_Brano proposto_:
Artyom Zhoga, già a capo di una milizia della Repubblica di Donetsk, che nel 2022 ha perso un figlio nella guerra e quest’anno è diventato capo del Parlamento della regione annessa alla Russia in seguito alle elezioni dello scorso settembre, si è rivolto al presidente sotto gli occhi delle telecamere. “Grazie alle sue azioni abbiamo ottenuto la libertà e il diritto di scegliere, ma c’è ancora molto lavoro da fare, dobbiamo procedere con l’integrazione, e vorremmo farlo sotto la sua guida”, ha affermato Zhoga. Per poi concludere: “Abbiamo bisogno di lei, la Russia ha bisogno di lei”.

Al che Putin ha ringraziato e ha risposto: “Ho avuto diversi pensieri su questo argomento, ma oggi capisco che non c’è altra scelta. Ecco perché mi candiderò a presidente della Russia”. Una candidatura che equivale alla certezza della rielezione, non solo per la repressione del dissenso, accentuatasi dall’inizio dell’intervento militare in Ucraina, ma pure per il vasto sostegno di cui, anche secondo sondaggi indipendenti, il comandante in capo continua a godere oltre 21 mesi dopo l’inizio del conflitto. La narrazione che vuole la Russia impegnata in una guerra per la sopravvivenza contro un Occidente intento a smembrarla funziona. E’ vero che da una recente ricerca effettuata dal Centro statistico Levada emerge che oltre il 50% dei russi vorrebbe una soluzione negoziata al conflitto, ma senza concessioni umilianti.

Molti osservatori si aspettano inoltre che a sfidare Putin saranno ammessi, pro forma, soltanto candidati di movimenti politici considerati di sistema, come il Partito liberaldemocratico e quello comunista. Ma il team di Alexei Navalny, il più noto oppositore, in carcere da quasi tre anni, non si è dato per vinto e ha indetto una campagna denominata ‘Una Russia senza Putin’ in cui si invita ogni cittadino a votare per i candidati avversari del presidente e a convincere almeno altre dieci persone a fare altrettanto. Sebbene la data ufficiale delle presidenziali sia il 17 marzo, la responsabile della Commissione elettorale centrale Ella Pamfilova ha detto che le votazioni cominceranno in realtà fin da venerdì 15 e dureranno tre giorni. Un’usanza introdotta con la pandemia da Covid e diventata ormai comune, ma che secondo gli oppositori del Cremlino rende più difficili i controlli su eventuali brogli.

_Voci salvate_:
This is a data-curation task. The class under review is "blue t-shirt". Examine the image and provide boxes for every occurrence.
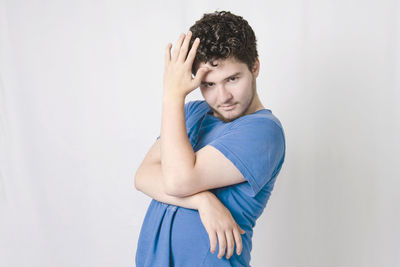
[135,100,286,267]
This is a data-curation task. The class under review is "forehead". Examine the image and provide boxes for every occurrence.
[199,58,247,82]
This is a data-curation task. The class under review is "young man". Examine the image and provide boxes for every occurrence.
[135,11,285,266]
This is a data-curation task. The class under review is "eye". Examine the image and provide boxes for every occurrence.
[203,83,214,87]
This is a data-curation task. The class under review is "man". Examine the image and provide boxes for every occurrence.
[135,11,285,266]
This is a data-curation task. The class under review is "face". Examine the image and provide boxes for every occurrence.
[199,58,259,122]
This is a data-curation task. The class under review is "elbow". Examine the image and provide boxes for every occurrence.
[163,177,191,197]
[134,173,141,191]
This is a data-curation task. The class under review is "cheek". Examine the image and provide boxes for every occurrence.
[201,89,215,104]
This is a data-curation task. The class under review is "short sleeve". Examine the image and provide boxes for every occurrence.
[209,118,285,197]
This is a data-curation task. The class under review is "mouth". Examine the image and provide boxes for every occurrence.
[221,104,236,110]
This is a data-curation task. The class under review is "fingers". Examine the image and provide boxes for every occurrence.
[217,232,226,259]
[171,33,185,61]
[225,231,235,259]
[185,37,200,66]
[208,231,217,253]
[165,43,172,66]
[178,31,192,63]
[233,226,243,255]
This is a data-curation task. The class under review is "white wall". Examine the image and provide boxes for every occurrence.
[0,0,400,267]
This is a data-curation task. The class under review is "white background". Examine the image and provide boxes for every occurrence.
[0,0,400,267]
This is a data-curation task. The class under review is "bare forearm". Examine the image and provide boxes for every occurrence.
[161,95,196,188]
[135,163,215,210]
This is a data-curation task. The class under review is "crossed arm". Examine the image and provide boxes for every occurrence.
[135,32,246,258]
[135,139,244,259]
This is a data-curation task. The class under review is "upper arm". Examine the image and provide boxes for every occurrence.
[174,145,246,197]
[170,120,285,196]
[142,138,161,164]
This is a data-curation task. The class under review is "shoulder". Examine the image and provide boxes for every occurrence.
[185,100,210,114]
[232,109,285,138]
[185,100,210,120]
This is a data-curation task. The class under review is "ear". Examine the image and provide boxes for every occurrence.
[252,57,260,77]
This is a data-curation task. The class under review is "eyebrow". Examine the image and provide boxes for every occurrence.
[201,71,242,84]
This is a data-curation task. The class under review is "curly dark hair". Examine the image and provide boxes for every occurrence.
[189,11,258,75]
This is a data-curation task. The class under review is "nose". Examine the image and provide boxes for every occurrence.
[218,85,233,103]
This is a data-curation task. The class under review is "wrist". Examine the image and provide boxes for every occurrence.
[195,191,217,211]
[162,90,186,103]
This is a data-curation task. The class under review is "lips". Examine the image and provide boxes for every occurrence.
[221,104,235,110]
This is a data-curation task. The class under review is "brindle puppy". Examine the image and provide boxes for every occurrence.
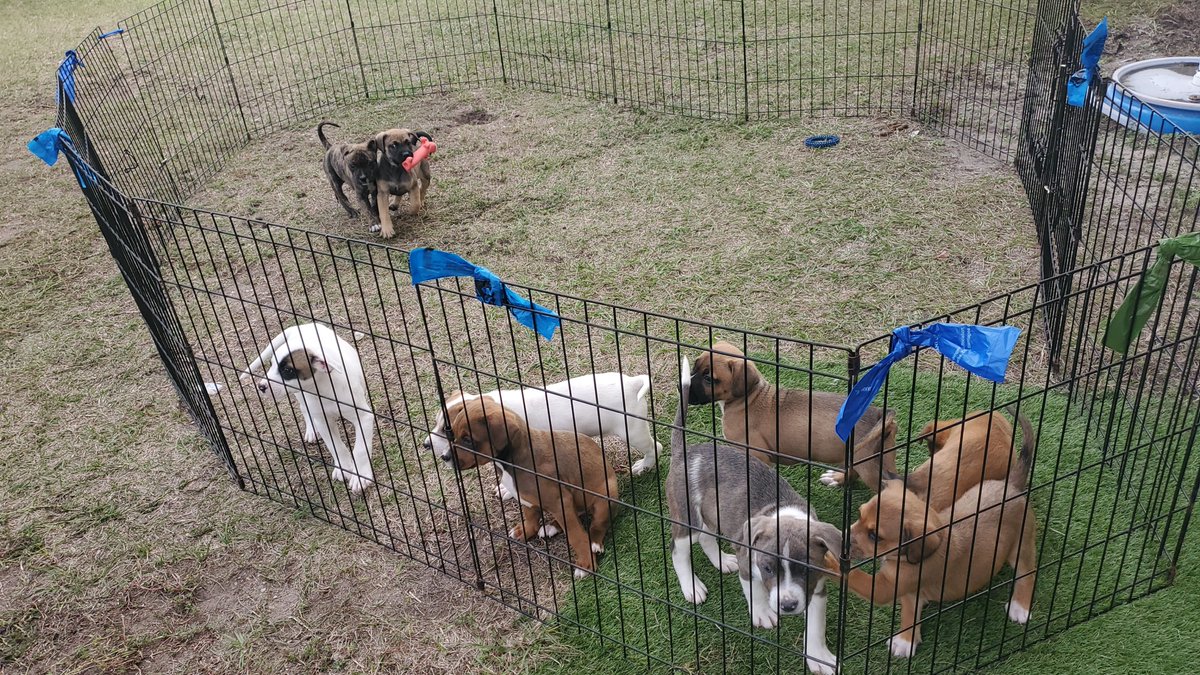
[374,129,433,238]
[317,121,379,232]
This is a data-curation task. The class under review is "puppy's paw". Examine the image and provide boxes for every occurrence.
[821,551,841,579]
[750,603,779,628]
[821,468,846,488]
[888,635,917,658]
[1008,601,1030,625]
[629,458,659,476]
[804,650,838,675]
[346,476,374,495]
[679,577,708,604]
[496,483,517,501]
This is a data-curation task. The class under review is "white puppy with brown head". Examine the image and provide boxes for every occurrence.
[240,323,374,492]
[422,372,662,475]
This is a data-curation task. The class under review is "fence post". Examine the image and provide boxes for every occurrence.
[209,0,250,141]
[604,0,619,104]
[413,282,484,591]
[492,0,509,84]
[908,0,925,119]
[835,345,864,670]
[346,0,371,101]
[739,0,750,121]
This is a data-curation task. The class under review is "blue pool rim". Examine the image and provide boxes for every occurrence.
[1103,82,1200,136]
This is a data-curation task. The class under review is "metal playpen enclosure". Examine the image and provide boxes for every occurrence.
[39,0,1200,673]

_Consegna 1_: Riscrivi per punti il paragrafo del brano sulla candidatura di Putin che comincia con «Molti osservatori si aspettano», conservandone i fatti principali.
_Consegna 2_: Riprendi il brano sulla candidatura di Putin e proseguilo dopo la sua ultima frase.
L'elenco è materiale a sé, distinto dal brano.

_Esito esercizio 1_:
- Molti osservatori prevedono che contro Putin saranno ammessi, pro forma, solo candidati di movimenti considerati di sistema, come il Partito liberaldemocratico e quello comunista.
- Il team di Alexei Navalny, in carcere da quasi tre anni, ha lanciato la campagna 'Una Russia senza Putin'. La campagna invita ogni cittadino a votare per gli avversari del presidente e a convincere almeno altre dieci persone a fare lo stesso.
- Le presidenziali sono fissate ufficialmente al 17 marzo. Secondo Ella Pamfilova, responsabile della Commissione elettorale centrale, si voterà però per tre giorni, a partire da venerdì 15.
- Il voto su più giorni è stato introdotto con la pandemia ed è ormai comune. Per gli oppositori del Cremlino rende più difficili i controlli su eventuali brogli.

_Esito esercizio 2_:
Se tutto sembra ormai deciso, qualche dubbio resta sulle modalità dell’annuncio odierno. Il portavoce del Cremlino, Dmitry Peskov, ha assicurato che il tutto si è svolto in modo spontaneo e non programmato. Ma anche il sito dell’opposizione Meduza afferma di aver saputo da proprie fonti che Putin avrebbe dovuto comunicare la notizia in occasione della conferenza di fine anno e della linea diretta con i cittadini in programma il 14 dicembre. Secondo il sito, dunque, il presidente sarebbe stato colto alla sprovvista e avrebbe risposto senza pensarci troppo, cosa che sarebbe confermata dalla voce sommessa che gli è uscita. La cosa che conta, comunque, è che Putin diventerà con solo un anno di svantaggio rispetto a Stalin il secondo leader più longevo della Russia moderna: 30 anni, contro i 31 del predecessore sovietico, e ben di più dei 18 anni di Leonid Brezhnev.